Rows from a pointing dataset
--- BEGIN ---

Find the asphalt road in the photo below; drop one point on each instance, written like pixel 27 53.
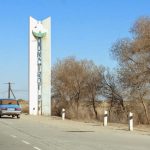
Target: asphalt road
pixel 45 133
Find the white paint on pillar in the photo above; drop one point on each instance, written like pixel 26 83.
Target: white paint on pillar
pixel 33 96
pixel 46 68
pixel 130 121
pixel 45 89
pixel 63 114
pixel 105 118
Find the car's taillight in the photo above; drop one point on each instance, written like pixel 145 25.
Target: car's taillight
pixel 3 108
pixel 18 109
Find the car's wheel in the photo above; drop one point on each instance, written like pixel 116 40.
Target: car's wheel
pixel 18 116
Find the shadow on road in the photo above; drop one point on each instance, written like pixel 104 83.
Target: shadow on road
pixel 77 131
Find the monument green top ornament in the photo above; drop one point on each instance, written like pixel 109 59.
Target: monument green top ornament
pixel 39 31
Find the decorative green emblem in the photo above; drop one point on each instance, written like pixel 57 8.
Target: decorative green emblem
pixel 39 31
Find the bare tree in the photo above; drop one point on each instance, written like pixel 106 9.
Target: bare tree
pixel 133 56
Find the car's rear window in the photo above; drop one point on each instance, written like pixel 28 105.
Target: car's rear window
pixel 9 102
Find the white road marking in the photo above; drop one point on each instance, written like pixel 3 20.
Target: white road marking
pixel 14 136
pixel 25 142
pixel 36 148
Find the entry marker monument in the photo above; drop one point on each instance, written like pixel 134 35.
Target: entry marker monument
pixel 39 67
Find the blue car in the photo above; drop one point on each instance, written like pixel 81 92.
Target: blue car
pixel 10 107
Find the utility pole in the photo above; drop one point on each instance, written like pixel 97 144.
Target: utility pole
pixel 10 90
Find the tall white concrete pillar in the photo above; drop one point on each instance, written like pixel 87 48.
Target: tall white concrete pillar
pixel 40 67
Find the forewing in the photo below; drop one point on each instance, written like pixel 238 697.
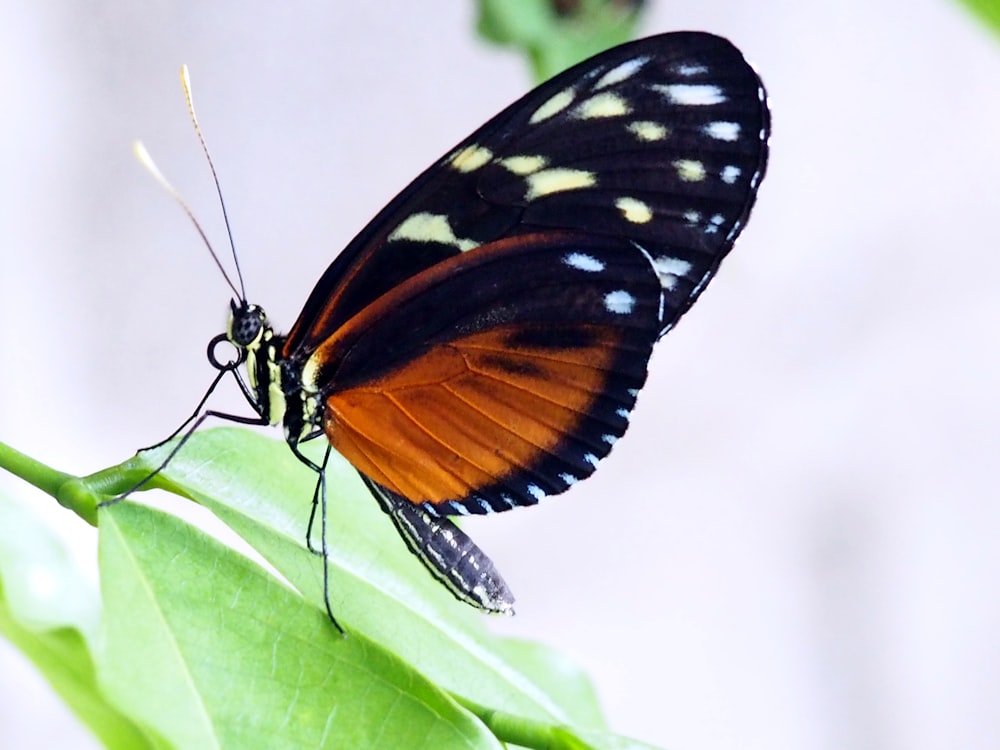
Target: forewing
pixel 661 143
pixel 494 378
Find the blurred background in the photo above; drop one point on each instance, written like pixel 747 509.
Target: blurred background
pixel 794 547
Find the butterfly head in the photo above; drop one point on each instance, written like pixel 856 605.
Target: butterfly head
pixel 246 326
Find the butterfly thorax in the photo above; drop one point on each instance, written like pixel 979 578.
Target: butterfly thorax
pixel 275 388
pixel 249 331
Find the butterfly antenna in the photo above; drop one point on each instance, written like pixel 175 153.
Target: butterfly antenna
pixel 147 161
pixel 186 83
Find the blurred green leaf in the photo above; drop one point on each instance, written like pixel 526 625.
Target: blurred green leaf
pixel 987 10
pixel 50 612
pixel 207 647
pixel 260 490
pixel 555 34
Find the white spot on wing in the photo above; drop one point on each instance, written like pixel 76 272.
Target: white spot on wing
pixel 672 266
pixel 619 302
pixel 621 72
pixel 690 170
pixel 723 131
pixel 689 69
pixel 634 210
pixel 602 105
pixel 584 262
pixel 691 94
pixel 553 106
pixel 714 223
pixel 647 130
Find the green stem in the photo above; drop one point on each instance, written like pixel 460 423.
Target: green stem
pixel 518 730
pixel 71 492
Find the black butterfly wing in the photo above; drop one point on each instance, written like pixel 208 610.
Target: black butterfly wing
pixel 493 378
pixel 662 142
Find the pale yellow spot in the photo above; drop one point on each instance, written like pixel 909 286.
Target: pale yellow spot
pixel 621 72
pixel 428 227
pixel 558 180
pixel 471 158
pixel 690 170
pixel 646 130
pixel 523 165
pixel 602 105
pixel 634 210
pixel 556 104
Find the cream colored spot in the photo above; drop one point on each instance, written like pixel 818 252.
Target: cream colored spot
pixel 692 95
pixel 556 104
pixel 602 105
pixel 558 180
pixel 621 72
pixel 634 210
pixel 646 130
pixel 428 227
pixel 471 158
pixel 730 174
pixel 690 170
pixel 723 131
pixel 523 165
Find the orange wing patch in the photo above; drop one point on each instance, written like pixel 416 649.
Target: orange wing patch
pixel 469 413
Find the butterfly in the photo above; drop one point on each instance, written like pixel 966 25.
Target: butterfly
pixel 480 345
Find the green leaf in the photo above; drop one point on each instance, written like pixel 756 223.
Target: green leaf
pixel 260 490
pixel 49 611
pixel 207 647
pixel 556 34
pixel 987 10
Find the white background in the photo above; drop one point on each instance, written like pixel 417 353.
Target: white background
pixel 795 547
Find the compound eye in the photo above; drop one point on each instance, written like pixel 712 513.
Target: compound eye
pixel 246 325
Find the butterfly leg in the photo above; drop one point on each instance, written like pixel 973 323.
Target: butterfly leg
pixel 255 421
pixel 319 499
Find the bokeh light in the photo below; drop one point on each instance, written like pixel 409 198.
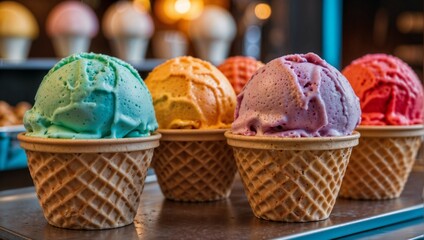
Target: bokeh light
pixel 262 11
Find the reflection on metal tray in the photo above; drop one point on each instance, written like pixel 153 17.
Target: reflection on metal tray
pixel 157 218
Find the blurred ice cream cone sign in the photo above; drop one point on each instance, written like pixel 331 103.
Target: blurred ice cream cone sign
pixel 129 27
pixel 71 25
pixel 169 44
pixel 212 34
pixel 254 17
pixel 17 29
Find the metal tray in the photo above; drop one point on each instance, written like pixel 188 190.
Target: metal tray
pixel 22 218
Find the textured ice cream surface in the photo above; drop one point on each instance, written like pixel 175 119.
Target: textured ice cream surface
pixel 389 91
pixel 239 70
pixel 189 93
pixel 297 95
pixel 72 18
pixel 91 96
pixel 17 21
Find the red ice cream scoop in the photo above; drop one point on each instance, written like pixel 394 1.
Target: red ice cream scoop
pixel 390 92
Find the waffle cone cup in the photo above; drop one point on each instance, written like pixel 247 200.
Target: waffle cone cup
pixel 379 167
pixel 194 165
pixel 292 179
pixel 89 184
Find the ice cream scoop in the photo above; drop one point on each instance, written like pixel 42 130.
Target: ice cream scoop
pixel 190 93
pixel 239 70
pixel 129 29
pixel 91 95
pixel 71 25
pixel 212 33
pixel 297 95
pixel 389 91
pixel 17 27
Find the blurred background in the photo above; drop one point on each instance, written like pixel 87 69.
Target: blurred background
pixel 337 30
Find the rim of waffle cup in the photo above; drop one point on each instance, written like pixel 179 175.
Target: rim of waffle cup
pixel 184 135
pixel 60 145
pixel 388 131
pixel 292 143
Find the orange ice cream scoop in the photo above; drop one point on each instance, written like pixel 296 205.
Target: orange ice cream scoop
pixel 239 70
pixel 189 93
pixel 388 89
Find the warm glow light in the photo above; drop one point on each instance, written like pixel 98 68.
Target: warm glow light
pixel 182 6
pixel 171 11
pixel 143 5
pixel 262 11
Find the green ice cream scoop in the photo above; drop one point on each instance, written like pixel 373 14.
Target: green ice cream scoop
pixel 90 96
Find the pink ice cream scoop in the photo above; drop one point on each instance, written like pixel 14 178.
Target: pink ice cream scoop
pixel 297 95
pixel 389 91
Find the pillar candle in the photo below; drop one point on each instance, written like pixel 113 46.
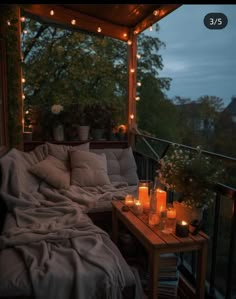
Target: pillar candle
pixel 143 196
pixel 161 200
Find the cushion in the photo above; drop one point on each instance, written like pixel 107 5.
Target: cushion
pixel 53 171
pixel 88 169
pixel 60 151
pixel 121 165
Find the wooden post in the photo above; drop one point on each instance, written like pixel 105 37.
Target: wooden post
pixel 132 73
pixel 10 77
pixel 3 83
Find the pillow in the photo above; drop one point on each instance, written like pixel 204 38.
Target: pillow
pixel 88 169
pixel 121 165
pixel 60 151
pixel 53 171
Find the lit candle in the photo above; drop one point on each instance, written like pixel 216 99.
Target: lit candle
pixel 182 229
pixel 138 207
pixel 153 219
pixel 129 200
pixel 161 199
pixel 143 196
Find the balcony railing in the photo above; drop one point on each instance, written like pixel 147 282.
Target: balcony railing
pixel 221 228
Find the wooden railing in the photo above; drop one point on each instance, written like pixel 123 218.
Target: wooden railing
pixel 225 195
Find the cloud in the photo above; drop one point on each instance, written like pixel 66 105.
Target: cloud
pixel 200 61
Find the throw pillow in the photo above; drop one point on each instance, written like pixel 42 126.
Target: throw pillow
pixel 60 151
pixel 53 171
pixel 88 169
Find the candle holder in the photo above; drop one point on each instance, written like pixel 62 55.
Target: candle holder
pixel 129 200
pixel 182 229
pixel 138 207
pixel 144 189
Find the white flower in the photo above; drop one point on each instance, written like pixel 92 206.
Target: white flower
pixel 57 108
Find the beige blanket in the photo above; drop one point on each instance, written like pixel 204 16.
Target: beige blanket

--- END ---

(Exercise brief) Take the line in which "Find the balcony" occurs and each subsequent line through the end; give these lines again without alteration.

(Result)
Find the balcony railing in the photo above; drop one point on each instance, written like pixel 147 282.
Target: balcony railing
pixel 221 228
Find the wooden railing in the photo above; drop one point on each instance, written like pixel 123 218.
Target: wooden railing
pixel 225 195
Find the cloud in the photo above; drop one point on each instance, written like pixel 66 105.
Target: cloud
pixel 200 61
Find the throw pillow in the photo above; drop one point on each instance, written like pixel 42 126.
Target: throw pillow
pixel 60 151
pixel 53 171
pixel 88 169
Find the candle holder in the photo above; drop one point on each instance, written like pixel 62 55.
Target: candle holder
pixel 129 200
pixel 182 229
pixel 138 207
pixel 144 189
Find the white flower in the photo above; drop one point on each instance, written like pixel 92 206.
Target: white flower
pixel 57 108
Find the beige blanket in the photo above; drop one point on each instance, written like pixel 204 16.
Target: beige blanket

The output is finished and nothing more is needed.